Labeling and segmentation items:

───

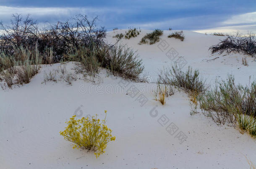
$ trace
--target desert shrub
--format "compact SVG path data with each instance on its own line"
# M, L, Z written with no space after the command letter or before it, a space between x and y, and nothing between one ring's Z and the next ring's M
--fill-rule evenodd
M23 84L28 83L30 79L37 74L40 69L38 65L31 65L29 61L26 61L24 65L18 67L17 68L17 83Z
M114 45L105 42L106 30L96 25L97 17L90 20L86 15L78 15L42 30L38 29L37 22L29 15L23 18L17 14L13 17L10 25L0 23L4 30L0 35L0 71L21 66L19 77L28 76L23 78L24 81L20 78L21 82L26 83L31 76L29 75L34 74L34 66L29 65L37 65L34 62L36 58L41 58L40 64L78 62L78 71L94 76L102 67L134 80L143 70L141 61L131 48L117 46L118 40ZM139 33L136 28L129 30L132 36ZM119 39L123 35L119 34ZM6 75L6 79L10 77Z
M252 137L256 138L256 123L249 129L249 134Z
M0 78L7 86L27 83L40 69L42 57L37 47L29 49L23 46L15 48L12 55L2 52L0 55Z
M29 15L25 18L19 14L13 17L10 25L0 22L3 30L0 35L0 50L9 55L13 55L16 48L20 46L29 50L37 44L40 54L46 53L43 63L56 63L79 45L90 48L92 44L99 46L105 43L106 30L96 25L97 17L90 20L86 15L78 15L66 22L58 21L39 30ZM48 54L49 50L51 55Z
M222 33L213 33L213 35L215 35L215 36L224 36L225 35L224 34L223 34Z
M2 79L3 81L5 84L6 84L9 88L11 88L12 86L14 83L13 81L14 76L13 72L12 71L10 71L9 69L0 72L0 80ZM2 87L2 88L3 90L4 89L3 87Z
M77 77L74 73L68 73L66 66L59 66L56 70L50 71L48 73L44 72L44 81L42 83L46 83L47 81L52 81L57 83L58 81L64 81L69 85L72 85L72 82L77 80Z
M137 80L143 72L144 66L142 60L130 48L120 45L111 49L107 56L105 67L113 73L125 78Z
M236 85L234 81L229 75L227 81L218 82L215 88L199 97L200 108L217 124L235 125L246 122L246 116L256 116L255 82L245 87Z
M138 30L136 28L129 28L128 31L125 31L125 39L130 39L131 38L134 38L140 34L140 32L141 31L140 29Z
M212 53L219 52L222 54L226 52L243 53L254 57L256 54L256 40L254 34L249 33L245 37L228 35L227 37L216 45L211 46L209 50Z
M105 119L102 122L97 118L97 115L93 116L91 120L88 117L76 120L76 116L73 116L66 122L68 126L64 131L60 132L60 135L65 140L74 144L73 148L78 146L92 151L97 157L105 152L107 144L115 139L115 137L111 134L112 131L105 124L106 111L105 113Z
M190 100L196 106L197 106L197 97L199 93L196 91L191 91L189 93Z
M188 93L193 92L199 93L205 92L207 89L205 80L200 78L199 75L198 70L193 71L190 67L184 72L177 65L172 66L171 68L164 68L160 71L157 81L159 83L181 87Z
M116 35L115 35L115 36L113 36L113 38L117 38L118 39L121 39L123 38L123 34L122 33L119 33L119 34L117 34Z
M165 96L168 97L174 94L174 88L171 85L166 84L160 84L157 83L157 89L153 91L156 100L157 97L159 94L165 94Z
M184 40L185 36L183 33L183 31L179 32L175 31L168 36L168 38L175 38L175 39L180 39L181 41Z
M156 29L150 33L147 33L141 40L139 44L149 43L152 45L160 40L160 36L163 34L163 30Z
M240 114L236 116L238 126L242 131L249 131L256 123L253 116Z
M248 66L247 61L246 61L246 58L245 57L244 58L243 58L243 59L242 59L242 63L243 65Z
M162 105L163 105L165 104L165 93L160 94L159 95L159 100L158 100Z

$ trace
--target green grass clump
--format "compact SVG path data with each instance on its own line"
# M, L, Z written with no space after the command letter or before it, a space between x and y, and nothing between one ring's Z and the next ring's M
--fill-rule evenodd
M141 32L140 29L138 30L136 28L129 28L128 31L125 31L125 39L130 39L131 38L134 38L140 34L140 32Z
M149 43L152 45L160 40L160 36L163 34L163 31L156 29L150 33L147 33L141 40L139 44Z
M113 36L114 38L117 38L118 39L121 39L123 38L124 35L123 33L117 34L115 36Z
M193 71L189 67L185 72L183 71L177 65L171 68L164 69L158 75L159 83L167 84L183 88L186 92L200 93L205 92L207 88L205 80L199 76L198 70Z
M183 33L183 31L181 30L180 32L175 31L174 33L169 35L168 38L175 38L176 39L180 39L181 41L183 41L185 36Z

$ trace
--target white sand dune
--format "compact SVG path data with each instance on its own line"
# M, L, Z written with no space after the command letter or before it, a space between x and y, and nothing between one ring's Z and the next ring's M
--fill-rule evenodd
M125 31L109 32L107 40L114 43L112 36ZM64 82L42 84L44 71L57 69L61 65L57 63L43 66L29 84L0 90L0 168L249 168L246 157L256 164L256 141L249 135L227 124L218 126L201 114L191 116L189 98L182 91L168 98L162 106L154 100L151 90L155 86L158 70L178 58L187 63L183 69L190 66L199 69L212 86L216 78L225 79L228 73L244 85L248 83L250 76L251 81L256 79L255 60L240 54L212 55L209 47L225 37L191 31L184 31L183 42L167 38L173 31L165 31L157 43L138 45L150 31L142 30L137 37L122 42L137 50L150 76L150 83L122 80L103 69L96 87L82 80L72 86ZM178 53L172 60L166 55L171 49ZM242 65L243 57L248 66ZM67 64L68 71L73 71L73 65ZM140 85L141 96L147 101L142 102L140 93L133 96L120 91L119 84L124 83L128 88ZM65 121L76 112L84 116L97 114L103 119L105 110L107 124L116 139L97 159L93 153L73 149L60 135L66 126ZM170 124L178 128L175 133L167 131ZM179 134L184 134L185 139Z

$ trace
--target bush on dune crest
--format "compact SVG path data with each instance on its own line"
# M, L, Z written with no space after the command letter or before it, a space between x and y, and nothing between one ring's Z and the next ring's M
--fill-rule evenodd
M4 30L0 35L0 80L9 87L28 83L38 72L39 64L62 61L79 62L77 72L85 76L94 77L102 67L125 78L139 79L144 68L141 60L131 48L117 45L123 35L118 35L115 44L107 43L105 30L96 25L97 17L89 20L78 15L41 30L29 15L13 17L10 25L0 23ZM139 33L132 30L133 35ZM21 68L18 74L13 68L16 66Z
M106 125L107 111L105 111L105 119L101 123L97 115L92 119L83 117L76 120L76 116L66 122L68 126L60 135L65 139L74 143L73 148L81 148L94 152L96 157L105 152L107 144L115 141L115 137L112 135L112 131Z
M213 90L198 97L199 108L217 124L237 124L242 132L255 136L256 82L249 86L236 85L233 76L219 82Z
M255 57L256 54L256 40L255 35L249 33L246 36L240 37L238 33L236 36L228 35L227 37L216 45L211 46L209 50L212 53L219 52L242 53Z
M175 38L175 39L180 39L181 41L183 41L185 36L183 33L183 31L181 30L180 32L175 31L174 33L169 35L168 36L168 38Z
M163 34L163 30L156 29L152 33L147 33L141 40L139 44L149 43L152 45L160 40L160 36Z
M158 76L158 82L182 88L186 92L200 93L205 92L207 88L205 80L199 76L199 71L193 71L189 67L186 72L183 72L177 65L171 68L164 68Z

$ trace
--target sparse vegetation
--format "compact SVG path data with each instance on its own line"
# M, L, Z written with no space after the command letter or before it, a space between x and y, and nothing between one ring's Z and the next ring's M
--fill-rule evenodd
M119 33L119 34L118 33L115 36L113 36L113 38L117 38L118 39L121 39L123 38L123 36L124 36L123 34L123 33Z
M105 119L102 122L97 118L97 115L93 116L91 120L88 117L76 120L76 116L73 116L66 122L68 126L60 132L60 135L74 143L73 148L86 149L94 152L98 157L105 152L107 144L115 139L112 135L112 131L106 125L106 111L105 113Z
M228 35L225 35L224 33L213 33L213 34L212 35L214 35L214 36L220 36Z
M244 66L248 66L248 63L247 63L247 61L246 61L246 58L243 58L242 59L242 63L243 65Z
M72 85L72 82L76 81L77 79L75 74L67 72L66 66L64 65L63 66L60 66L57 70L50 71L48 73L44 72L44 81L42 83L46 83L48 81L57 83L58 81L63 81L67 82L68 84Z
M160 36L163 34L163 30L156 29L150 33L147 33L141 40L139 44L149 43L152 45L160 40Z
M131 38L134 38L140 34L140 32L141 32L140 29L138 30L136 28L129 28L128 31L125 31L125 39L130 39Z
M165 103L165 98L174 94L173 87L169 85L157 83L157 86L153 91L155 100L159 101L163 105ZM157 98L157 97L159 98Z
M212 53L219 52L222 54L226 52L243 53L254 57L256 54L256 40L255 35L249 33L246 36L240 36L238 33L236 36L228 35L227 37L217 45L210 47Z
M117 35L119 40L114 45L104 41L105 30L95 25L97 17L90 20L86 15L79 15L48 29L39 30L29 15L25 19L18 14L13 17L10 26L0 23L4 30L0 35L0 79L9 87L29 82L41 64L76 61L79 63L76 72L85 76L95 76L102 67L134 80L138 79L143 71L141 61L131 49L116 45L123 34ZM136 28L130 30L128 33L132 36L139 33ZM15 66L20 71L17 71ZM45 80L55 81L54 74L46 75ZM70 83L75 78L68 75L63 80Z
M139 79L139 75L144 69L142 60L138 59L136 53L126 45L114 47L110 51L105 63L105 67L114 74L135 81Z
M30 79L37 73L42 62L42 56L37 47L29 49L22 46L15 48L10 55L2 52L0 55L0 79L10 88L13 85L28 83Z
M200 108L217 124L237 123L242 130L253 131L256 117L256 83L236 85L233 76L199 97ZM251 132L253 133L253 131Z
M168 38L175 38L176 39L180 39L181 41L183 41L185 38L185 36L183 33L183 31L181 30L179 32L175 31L168 36Z
M198 70L193 71L190 67L184 72L177 65L172 66L170 68L164 68L160 71L158 82L182 88L188 93L200 93L204 92L207 88L205 84L205 80L199 77L199 74Z

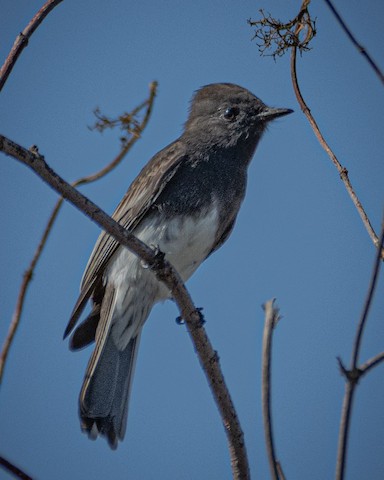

───

Revise the items from the beginning through the line containing "M0 78L7 86L27", changing "desert shrub" to "sagebrush" and keeping everything else the same. Leave the pictures out of your answer.

Finished task:
$ trace
--target sagebrush
--format "compact SVG path data with each instance on its own line"
# M, L, Z written with no space after the command letter or before it, a space between x and y, and nothing between one ring's Z and the next ring's M
--fill-rule evenodd
M23 84L28 83L30 79L37 74L40 69L38 65L31 65L29 61L26 61L24 65L18 67L17 68L17 83Z
M114 45L105 42L106 30L96 25L97 17L90 20L86 15L78 15L42 30L38 29L37 22L29 15L23 18L17 14L13 17L10 25L0 23L4 30L0 35L0 71L21 66L19 77L28 76L23 78L24 81L20 78L21 82L26 83L31 76L29 75L34 74L34 66L29 65L37 65L34 62L36 58L41 58L40 64L78 62L78 71L94 76L102 67L134 80L143 70L141 61L131 48L117 46L118 40ZM139 33L136 28L129 30L132 36ZM119 39L123 35L119 34ZM6 75L6 79L10 77Z
M252 137L256 138L256 123L249 129L249 134Z
M0 78L7 86L27 83L40 69L42 57L37 47L29 49L23 46L15 48L12 55L2 52L0 55Z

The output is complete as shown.